» **Texto citado**
---

Ahora le importaba muy poco la cosa misma, y la verdad y todo..., no quería más
que hundir el alma en aquella pasión innominada que le hacía olvidar el mundo
entero, su ambición de clérigo, las trampas sórdidas de su madre de que él era
ejecutor, las calumnias, las cábalas de los enemigos, los recuerdos
vergonzosos...
Y es aquí donde
aparece el tercero en discordia, don Álvaro Mesía, un donjuán provinciano, sin
más pretensiones que sus propias conquistas y acrecentar su orgullo de
ignorante pretencioso. Ya llevaba tiempo galanteando a la señora Ozores, pero
ella no le prestaba ninguna atención, sin embargo, cuando Ana se da cuenta de que
el propio Magistral la desea también, la desilusión y el desengaño se apoderan
de ella y se deja llevar por su propia debilidad de mujer joven e insatisfecha.
Simplemente cambia sus arrebatos místicos por los eróticos, entregándose a
estos con la misma pasión y entrega que hizo con los primeros:
Para lo único
que le quedaba un poco de conciencia, fuera de lo presente, era para comparar
las delicias que estaba gozando con las que había encontrado en la meditación
religiosa. En ésta última había un esfuerzo doloroso, una frialdad abstracta y
en rigor algo enfermizo, una exaltación malsana; y en lo que estaba pasando
ahora ella era pasiva, no había esfuerzo, no había frialdad, no había más que
placer, salud, fuerza, nada de abstracción, nada de tener que figurarse algo
ausente, delicia positiva, tangible, inmediata, dicha sin reserva, sin trascender
a nada más que a la esperanza de que durase eternamente. "No, por allí no
se iba a la locura".
La lucha ya no
es ahora entre las convicciones impuestas y las propias, sino entre el alma y
el cuerpo, porque Ana Ozores es una mujer sin términos medios y para ella todo
es pasión.

---

» **Objetivo 1**
Cuente cuántas líneas de las entradas contienen la palabra "covered", distinguiendo entre mayúsculas y minúsculas. Indique únicamente el número.

---

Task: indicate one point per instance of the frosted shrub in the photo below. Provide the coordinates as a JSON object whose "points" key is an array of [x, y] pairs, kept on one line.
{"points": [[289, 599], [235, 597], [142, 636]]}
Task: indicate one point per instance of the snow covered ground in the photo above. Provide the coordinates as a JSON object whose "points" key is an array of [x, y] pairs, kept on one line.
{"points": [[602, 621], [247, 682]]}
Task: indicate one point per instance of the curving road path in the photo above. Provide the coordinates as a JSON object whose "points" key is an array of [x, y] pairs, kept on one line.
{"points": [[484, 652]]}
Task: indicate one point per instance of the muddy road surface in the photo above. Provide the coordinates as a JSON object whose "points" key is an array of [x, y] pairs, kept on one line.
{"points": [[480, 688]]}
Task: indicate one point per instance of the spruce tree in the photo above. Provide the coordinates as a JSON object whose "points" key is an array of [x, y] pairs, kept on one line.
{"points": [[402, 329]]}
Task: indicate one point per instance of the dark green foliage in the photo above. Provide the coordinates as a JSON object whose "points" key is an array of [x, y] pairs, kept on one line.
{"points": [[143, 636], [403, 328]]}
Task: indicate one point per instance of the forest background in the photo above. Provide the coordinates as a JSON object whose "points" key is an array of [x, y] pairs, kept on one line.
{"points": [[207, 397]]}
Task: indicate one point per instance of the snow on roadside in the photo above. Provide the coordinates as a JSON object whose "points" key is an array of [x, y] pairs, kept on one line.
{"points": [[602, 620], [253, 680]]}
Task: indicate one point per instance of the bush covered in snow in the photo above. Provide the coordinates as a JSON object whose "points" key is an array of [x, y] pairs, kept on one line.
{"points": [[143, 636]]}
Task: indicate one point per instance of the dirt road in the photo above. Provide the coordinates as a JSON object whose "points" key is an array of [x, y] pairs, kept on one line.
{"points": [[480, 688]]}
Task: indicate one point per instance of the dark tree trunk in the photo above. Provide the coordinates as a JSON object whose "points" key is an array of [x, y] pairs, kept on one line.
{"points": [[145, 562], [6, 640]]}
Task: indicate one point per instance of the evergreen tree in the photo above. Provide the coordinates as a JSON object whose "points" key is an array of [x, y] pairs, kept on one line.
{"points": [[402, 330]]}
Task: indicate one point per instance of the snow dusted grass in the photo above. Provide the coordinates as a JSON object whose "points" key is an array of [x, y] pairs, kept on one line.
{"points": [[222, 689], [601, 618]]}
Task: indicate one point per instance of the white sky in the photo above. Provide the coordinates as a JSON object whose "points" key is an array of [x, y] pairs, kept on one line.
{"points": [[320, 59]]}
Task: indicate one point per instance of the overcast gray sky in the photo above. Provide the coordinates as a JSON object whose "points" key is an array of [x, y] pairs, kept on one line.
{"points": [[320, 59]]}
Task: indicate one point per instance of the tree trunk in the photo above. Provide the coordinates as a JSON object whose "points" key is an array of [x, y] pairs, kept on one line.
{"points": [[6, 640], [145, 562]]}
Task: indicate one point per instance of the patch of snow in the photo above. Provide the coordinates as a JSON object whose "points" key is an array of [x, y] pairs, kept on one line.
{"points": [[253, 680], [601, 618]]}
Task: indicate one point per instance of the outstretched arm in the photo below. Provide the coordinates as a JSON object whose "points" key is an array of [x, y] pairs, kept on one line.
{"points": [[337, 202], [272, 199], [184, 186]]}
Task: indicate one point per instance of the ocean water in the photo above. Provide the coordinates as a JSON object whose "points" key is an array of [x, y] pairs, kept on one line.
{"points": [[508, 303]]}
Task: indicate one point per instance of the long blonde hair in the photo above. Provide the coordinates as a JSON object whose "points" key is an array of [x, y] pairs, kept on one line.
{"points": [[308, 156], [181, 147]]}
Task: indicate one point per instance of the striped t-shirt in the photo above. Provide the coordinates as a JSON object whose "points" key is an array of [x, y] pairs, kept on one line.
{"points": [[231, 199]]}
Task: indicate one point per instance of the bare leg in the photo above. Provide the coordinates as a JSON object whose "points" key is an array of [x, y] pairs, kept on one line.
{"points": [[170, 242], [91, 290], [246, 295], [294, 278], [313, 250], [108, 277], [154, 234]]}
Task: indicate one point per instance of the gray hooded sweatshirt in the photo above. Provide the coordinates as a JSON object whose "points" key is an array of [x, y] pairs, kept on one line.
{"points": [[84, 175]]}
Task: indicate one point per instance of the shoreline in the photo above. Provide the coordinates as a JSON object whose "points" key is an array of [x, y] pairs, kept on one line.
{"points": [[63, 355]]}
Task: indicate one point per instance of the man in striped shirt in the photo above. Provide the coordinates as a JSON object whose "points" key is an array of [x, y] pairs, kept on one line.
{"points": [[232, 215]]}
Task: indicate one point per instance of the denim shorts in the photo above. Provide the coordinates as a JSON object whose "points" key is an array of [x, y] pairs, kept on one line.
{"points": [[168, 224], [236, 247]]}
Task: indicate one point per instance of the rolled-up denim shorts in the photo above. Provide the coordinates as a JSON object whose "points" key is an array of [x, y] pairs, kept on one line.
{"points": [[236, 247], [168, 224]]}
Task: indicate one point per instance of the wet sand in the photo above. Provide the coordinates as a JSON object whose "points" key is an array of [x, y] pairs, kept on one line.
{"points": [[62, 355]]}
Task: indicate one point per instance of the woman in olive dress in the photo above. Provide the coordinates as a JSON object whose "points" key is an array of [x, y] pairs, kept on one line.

---

» **Objetivo 2**
Según el texto citado, ¿entre qué se libra ahora la lucha?

» **Respuesta 1**
2

» **Respuesta 2**
Entre el alma y el cuerpo.